Благоприятная минута 80-х годов прошла бесплодно, пропала понапрасну. А какой бы решительный и благородный переворот мог бы в ту минуту, двадцать лет назад, совершиться для скульптуры; как сильно она могла ступить на совершенно новый путь и совершить на нем великие создания. Вместо идеальных кукол, какими так щедро наделяли нас последние времена, сколько мы могли бы теперь видеть перед собою созданий, изображающих природу и действительность, а уже не фантастическую условную отвлеченность!

Но публике слишком трудно было пойти вдруг совершенно в сторону от предрассудков, в которых ее воспитывали в течение нескольких столетий. И разные ученые, профессора (например, такие знаменитые, как Куглер в 30-х годах, Фуртвенглер в 80-х) поддерживали ее в старинных предрассудках, подсказывали, что греки и римляне не всегда же создавали скульптуру только цветную, но знали тоже и однотонную; сверх того, многие «ученые» жалобно восклицали: «А как нам быть с Микель-Анджело и со всей толпой талантливых художников XVI, XVII и XVIII века? Неужели от них отрекаться, неужели не признавать их величия и значения?» И такие-то кривые соображения, такое-то идолопоклонство перед тем, что было когда-то прежде, у других людей, — мешали приниматься за свое собственное дело, новое, бодрое и свежее. Справедливая, простая, естественная мысль была отвергнута и затоптана в грязь. Но это вышло одною из громаднейших и печальнейших ошибок нашего века.

------------------------------------------------

Перепишите без изменений часть отрывка о скульптуре: от слов «Благоприятная минута 80-х» до слов «фантастическую условную отвлеченность!» включительно.

■ Представленные данные:
------------------------------------------------

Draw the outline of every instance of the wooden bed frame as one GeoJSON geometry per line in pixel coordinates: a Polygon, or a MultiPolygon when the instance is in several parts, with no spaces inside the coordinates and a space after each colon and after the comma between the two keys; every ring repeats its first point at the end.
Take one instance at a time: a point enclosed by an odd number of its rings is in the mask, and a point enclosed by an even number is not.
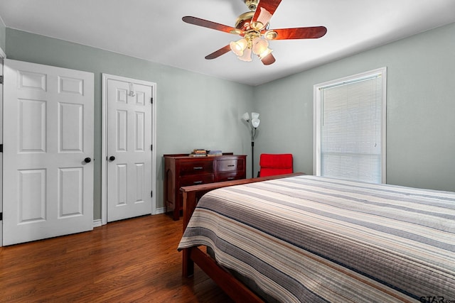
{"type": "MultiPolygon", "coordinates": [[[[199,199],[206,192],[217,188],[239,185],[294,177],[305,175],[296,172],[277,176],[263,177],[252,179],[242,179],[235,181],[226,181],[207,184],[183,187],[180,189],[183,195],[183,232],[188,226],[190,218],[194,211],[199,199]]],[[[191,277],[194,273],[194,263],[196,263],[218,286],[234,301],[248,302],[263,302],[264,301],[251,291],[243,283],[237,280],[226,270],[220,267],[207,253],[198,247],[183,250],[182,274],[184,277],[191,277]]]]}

------------------------------------------------

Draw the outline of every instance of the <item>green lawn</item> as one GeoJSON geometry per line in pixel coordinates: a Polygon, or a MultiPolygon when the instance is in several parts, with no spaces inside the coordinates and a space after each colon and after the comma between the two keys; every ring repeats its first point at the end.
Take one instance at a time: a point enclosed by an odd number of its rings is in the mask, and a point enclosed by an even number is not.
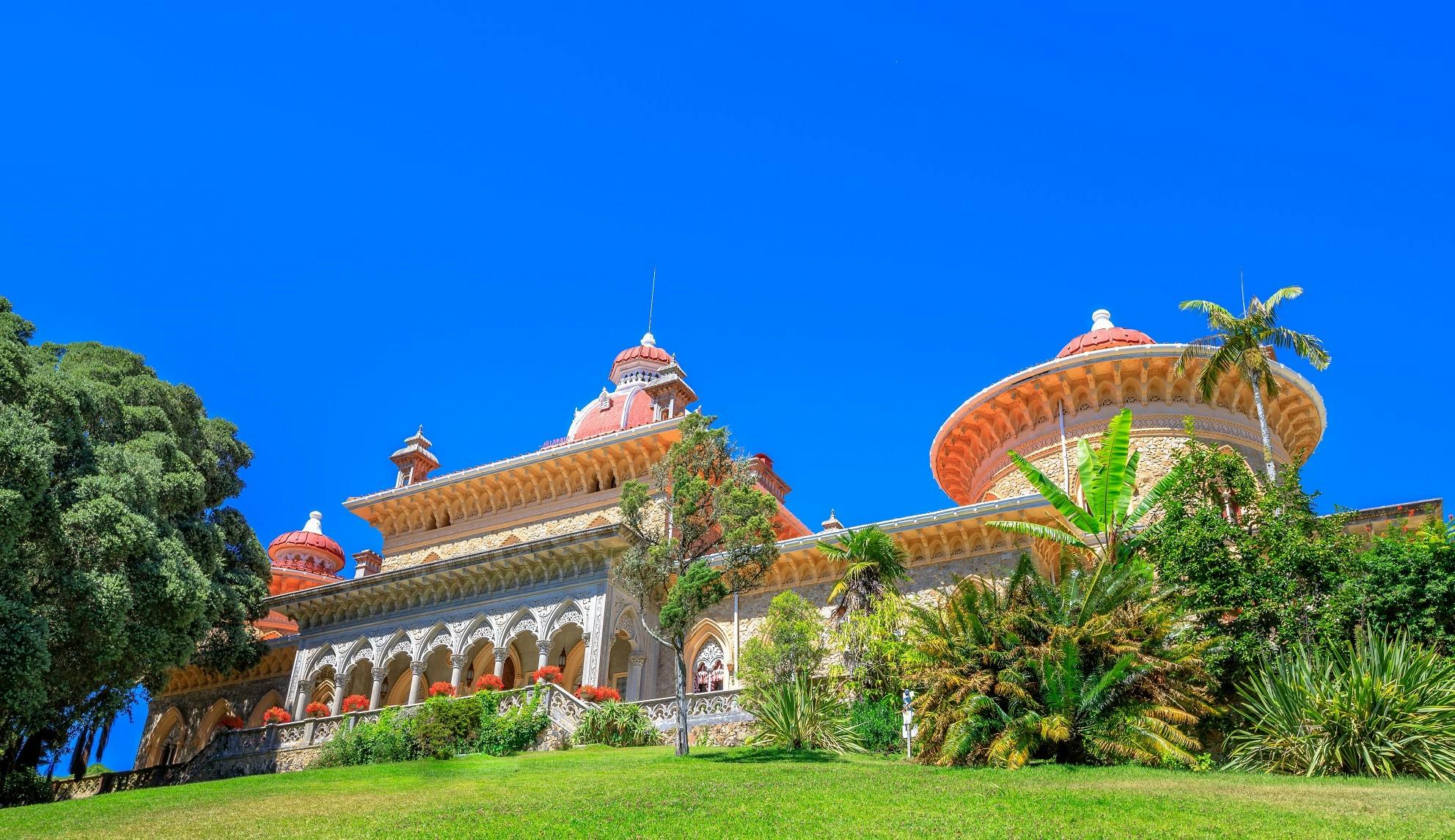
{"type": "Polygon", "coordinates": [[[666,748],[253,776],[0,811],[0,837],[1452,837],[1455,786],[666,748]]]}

------------------------------------------------

■ Полный ответ:
Благоприятная минута 80-х годов прошла бесплодно, пропала понапрасну. А какой бы решительный и благородный переворот мог бы в ту минуту, двадцать лет назад, совершиться для скульптуры; как сильно она могла ступить на совершенно новый путь и совершить на нем великие создания. Вместо идеальных кукол, какими так щедро наделяли нас последние времена, сколько мы могли бы теперь видеть перед собою созданий, изображающих природу и действительность, а уже не фантастическую условную отвлеченность!